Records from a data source
/---

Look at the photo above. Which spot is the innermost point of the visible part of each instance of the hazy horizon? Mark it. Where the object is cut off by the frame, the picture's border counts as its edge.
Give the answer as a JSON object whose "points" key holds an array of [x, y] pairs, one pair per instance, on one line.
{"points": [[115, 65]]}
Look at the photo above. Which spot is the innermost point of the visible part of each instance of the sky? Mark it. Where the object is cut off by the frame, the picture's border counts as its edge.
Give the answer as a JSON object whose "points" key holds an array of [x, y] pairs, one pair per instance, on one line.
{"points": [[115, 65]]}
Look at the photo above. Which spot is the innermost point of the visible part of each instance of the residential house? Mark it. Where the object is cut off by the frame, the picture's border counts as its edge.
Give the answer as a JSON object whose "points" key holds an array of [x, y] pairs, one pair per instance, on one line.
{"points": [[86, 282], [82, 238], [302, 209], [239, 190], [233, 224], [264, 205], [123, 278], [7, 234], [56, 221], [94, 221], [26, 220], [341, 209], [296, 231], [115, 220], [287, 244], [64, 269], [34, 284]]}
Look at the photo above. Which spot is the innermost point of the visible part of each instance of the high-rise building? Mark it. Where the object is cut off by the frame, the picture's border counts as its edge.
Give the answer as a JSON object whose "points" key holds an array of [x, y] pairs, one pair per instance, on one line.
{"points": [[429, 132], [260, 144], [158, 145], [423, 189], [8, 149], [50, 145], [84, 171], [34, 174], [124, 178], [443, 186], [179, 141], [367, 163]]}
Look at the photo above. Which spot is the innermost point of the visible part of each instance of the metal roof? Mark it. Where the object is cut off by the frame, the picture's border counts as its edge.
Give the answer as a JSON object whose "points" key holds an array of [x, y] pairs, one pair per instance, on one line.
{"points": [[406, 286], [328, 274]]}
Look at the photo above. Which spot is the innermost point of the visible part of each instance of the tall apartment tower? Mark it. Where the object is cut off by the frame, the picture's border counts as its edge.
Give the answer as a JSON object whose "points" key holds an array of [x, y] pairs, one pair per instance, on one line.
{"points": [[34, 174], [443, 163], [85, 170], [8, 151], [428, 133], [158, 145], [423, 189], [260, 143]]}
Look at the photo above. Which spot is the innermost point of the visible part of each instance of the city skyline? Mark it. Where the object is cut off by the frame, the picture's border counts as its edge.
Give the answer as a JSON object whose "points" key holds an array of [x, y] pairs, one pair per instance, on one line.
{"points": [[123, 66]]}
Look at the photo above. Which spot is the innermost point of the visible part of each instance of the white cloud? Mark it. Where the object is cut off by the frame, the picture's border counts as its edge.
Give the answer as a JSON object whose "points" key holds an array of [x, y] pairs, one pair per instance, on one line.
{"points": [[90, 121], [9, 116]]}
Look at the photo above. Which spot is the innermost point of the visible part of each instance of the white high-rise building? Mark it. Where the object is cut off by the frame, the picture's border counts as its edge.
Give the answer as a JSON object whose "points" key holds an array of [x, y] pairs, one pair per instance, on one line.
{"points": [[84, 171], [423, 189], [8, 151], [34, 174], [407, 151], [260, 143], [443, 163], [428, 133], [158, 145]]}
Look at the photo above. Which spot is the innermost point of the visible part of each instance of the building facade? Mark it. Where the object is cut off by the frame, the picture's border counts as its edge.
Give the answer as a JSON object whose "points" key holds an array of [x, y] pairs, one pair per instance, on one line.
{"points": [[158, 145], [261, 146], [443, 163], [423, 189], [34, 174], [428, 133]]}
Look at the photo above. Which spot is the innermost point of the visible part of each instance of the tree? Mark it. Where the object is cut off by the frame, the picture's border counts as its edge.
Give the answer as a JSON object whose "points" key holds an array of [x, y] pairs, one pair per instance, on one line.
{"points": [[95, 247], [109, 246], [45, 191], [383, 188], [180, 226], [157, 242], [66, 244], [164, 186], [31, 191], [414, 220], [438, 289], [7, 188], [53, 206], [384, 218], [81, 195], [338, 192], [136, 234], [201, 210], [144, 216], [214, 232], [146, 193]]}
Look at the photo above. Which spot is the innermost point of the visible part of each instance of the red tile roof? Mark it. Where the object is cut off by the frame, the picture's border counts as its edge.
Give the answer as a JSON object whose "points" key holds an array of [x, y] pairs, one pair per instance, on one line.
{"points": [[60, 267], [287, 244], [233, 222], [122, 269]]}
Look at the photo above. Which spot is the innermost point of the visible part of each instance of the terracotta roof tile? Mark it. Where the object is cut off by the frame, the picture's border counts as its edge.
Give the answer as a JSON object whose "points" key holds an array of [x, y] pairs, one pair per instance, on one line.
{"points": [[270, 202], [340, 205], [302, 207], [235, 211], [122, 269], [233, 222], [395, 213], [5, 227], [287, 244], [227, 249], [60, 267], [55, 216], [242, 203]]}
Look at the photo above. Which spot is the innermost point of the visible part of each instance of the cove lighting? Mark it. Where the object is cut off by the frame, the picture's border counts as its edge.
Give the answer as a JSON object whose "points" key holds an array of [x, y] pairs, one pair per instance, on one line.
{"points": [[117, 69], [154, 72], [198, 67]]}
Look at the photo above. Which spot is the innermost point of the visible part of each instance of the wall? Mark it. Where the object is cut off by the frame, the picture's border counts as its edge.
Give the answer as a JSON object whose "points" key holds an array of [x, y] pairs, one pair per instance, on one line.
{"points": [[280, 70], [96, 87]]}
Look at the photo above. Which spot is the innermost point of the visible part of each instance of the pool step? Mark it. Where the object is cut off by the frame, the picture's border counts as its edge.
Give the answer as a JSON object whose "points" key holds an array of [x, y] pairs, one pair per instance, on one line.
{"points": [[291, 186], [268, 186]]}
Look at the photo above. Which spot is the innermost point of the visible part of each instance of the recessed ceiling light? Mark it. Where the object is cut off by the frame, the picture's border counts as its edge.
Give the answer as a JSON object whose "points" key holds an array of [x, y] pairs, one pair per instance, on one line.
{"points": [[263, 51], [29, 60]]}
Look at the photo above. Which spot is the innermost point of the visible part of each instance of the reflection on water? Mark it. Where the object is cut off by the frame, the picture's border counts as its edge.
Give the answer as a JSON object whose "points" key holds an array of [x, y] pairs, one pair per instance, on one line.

\---

REQUIREMENT
The records above should all be quoted exactly, please.

YOUR SOLUTION
Look at the photo above. Which spot is the innermost point of the visible part of each instance of the hazy horizon? Mark it. Where the object is cut off by the frame, the picture's border counts as its edge.
Give the answer as a JSON object whose "points" key holds an array of [x, y] pairs, one pair per instance, on one line.
{"points": [[115, 65]]}
Look at the photo above. Which spot is the innermost point of the visible part of each instance of the sky? Mark it. Where the object is cut off by the frame, the picture's border counts as its edge.
Give the answer as a JSON object whose "points" key holds an array of [x, y] pairs, one pair per instance, on one line.
{"points": [[115, 65]]}
Look at the photo above. Which spot is the innermost point of the visible part of each instance of the residential house? Mark it. Where the object is cut off by the frame, the picture's border counts as its edge.
Give the answer as a JSON object whose "points" key holds an array of [x, y] pairs, one pair per instance, on one line.
{"points": [[86, 282], [82, 238], [302, 209], [239, 190], [233, 224], [264, 205], [123, 278], [7, 234], [56, 221], [94, 221], [26, 220], [341, 209], [296, 231], [115, 220], [287, 244], [64, 269], [34, 284]]}
Look at the photo above. Which spot is the innermost point of the visible part of each instance of the high-rise building? Mark it. Where the object is cut off by the frame, the picture's border counts as its edge.
Give the answer as a JSON object whose "points" key holds an array of [x, y] pairs, one pair per instance, on one line.
{"points": [[429, 132], [260, 144], [158, 145], [423, 189], [8, 149], [50, 145], [84, 171], [34, 174], [124, 178], [443, 186], [179, 141], [367, 163]]}
Look at the photo above. Which spot is the innermost point of the visible part of each instance of the metal roof? Mark it. Where the object is cut off by the frame, the picture's border counts as its edge.
Give the answer as a JSON object whose "points" key holds an array of [x, y] pairs, one pair per instance, on one line.
{"points": [[406, 286], [328, 274]]}
Look at the photo above. Which spot is the innermost point of the visible part of each instance of the tall apartment tower? Mark it. Where the object is cut off by the frame, the picture's border counts as its edge.
Give the answer as a JSON object whose "points" key holds an array of [x, y] pairs, one pair per instance, on one line.
{"points": [[34, 174], [443, 163], [85, 170], [8, 151], [428, 133], [158, 145], [423, 189], [260, 143]]}
Look at the photo above. Which spot is the innermost point of the visible part of each instance of the city skyline? Mark it. Where the object is cut off by the frame, the picture's border counts as its edge.
Give the answer as a JSON object whose "points" key holds an array of [x, y] pairs, one pair per instance, on one line.
{"points": [[123, 66]]}
Look at the photo above. Which spot is the innermost point of the visible part of each instance of the white cloud? Mark it. Where the object is cut off by the frame, the picture's border counts as its edge.
Give the answer as a JSON object whose "points" key holds an array of [x, y] pairs, one pair per instance, on one line.
{"points": [[90, 121], [9, 116]]}
Look at the photo above. Which spot is the innermost point of the visible part of each instance of the white high-rise building? Mark it. Where the object is cut off by the frame, the picture's border counts as its edge.
Give the answer as a JSON object whose "points" key holds an array of [x, y] pairs, one pair per instance, on one line.
{"points": [[84, 171], [423, 189], [8, 151], [34, 174], [407, 151], [260, 143], [443, 163], [428, 133], [158, 145]]}
Look at the photo above. Which spot is the innermost point of the visible part of each instance of the building facade? Mark it. Where the object is cut off by the frame, the picture's border counts as its edge.
Give the answer as a JSON object whose "points" key holds an array of [x, y] pairs, one pair per instance, on one line.
{"points": [[158, 145], [261, 146], [443, 163], [423, 189], [34, 174], [428, 133]]}
Look at the photo above. Which spot is the innermost point of the visible part of each instance of the tree? Mark it. Where the object is cut off by the frame, the picture's border counts as its edge.
Give the answer as a JSON object whose "points" key holds an array of [x, y] pairs, one pair per instance, on one line.
{"points": [[95, 247], [109, 246], [45, 191], [383, 188], [180, 226], [157, 242], [66, 244], [164, 186], [31, 191], [414, 220], [438, 289], [7, 188], [53, 206], [384, 218], [81, 195], [338, 192], [136, 234], [201, 210], [144, 216], [214, 232], [146, 193]]}
Look at the photo above. Which spot is the innermost point of the visible part of each instance of the red tile roof? Mark it. Where the object is cut off by the frame, the picture's border counts as its edge.
Give the answer as a JSON object whose "points" key holds an array of [x, y] pairs, one pair per instance, on one line.
{"points": [[60, 267], [287, 244], [233, 222], [122, 269]]}
Look at the photo above. Which spot is the innermost point of the visible part of each instance of the terracotta roof tile? Mark it. Where the object is cut off by the frame, the picture's border counts as its edge.
Give the answer as a JSON object whose "points" key holds an array of [x, y] pairs, one pair per instance, on one line.
{"points": [[270, 202], [340, 205], [302, 207], [235, 211], [122, 269], [233, 222], [395, 213], [5, 227], [287, 244], [227, 249], [60, 267], [55, 216], [242, 203]]}
Look at the photo above. Which spot is the innermost point of the visible part of each instance of the cove lighting? Mark it. Where the object is cut off by the frame, the picture's border counts as its edge.
Give the answer as a JSON object whose "points" key holds an array of [x, y] pairs, one pair per instance, on one line.
{"points": [[117, 69], [154, 72], [198, 67]]}
Look at the photo above. Which spot is the innermost point of the visible part of each instance of the wall? Mark it. Where the object is cut off by the frame, the picture's border counts as its edge.
Give the answer as a JSON object whose "points" key holds an array of [x, y] pairs, one pair per instance, on one line.
{"points": [[280, 70], [96, 87]]}
Look at the photo above. Which spot is the innermost point of the visible part of each instance of the pool step? Mark it. Where the object is cut off by the frame, the picture's border counts as its edge.
Give the answer as a JSON object whose "points" key holds an array of [x, y] pairs, one pair per instance, on one line.
{"points": [[291, 186], [268, 186]]}
Look at the photo above. Which spot is the innermost point of the visible part of each instance of the recessed ceiling light? Mark it. Where the object is cut off by the frame, the picture's border counts as its edge.
Give the answer as a JSON object whose "points" key holds an array of [x, y] pairs, one pair per instance, on one line.
{"points": [[263, 51], [29, 60]]}
Look at the photo above. Which spot is the innermost point of the visible part of each instance of the reflection on water? Mark it. Where the object is cut off by the frame, the picture's border counts as its edge.
Give the answer as a JSON object whose "points" key holds an array of [x, y] pairs, one pair per instance, on one line.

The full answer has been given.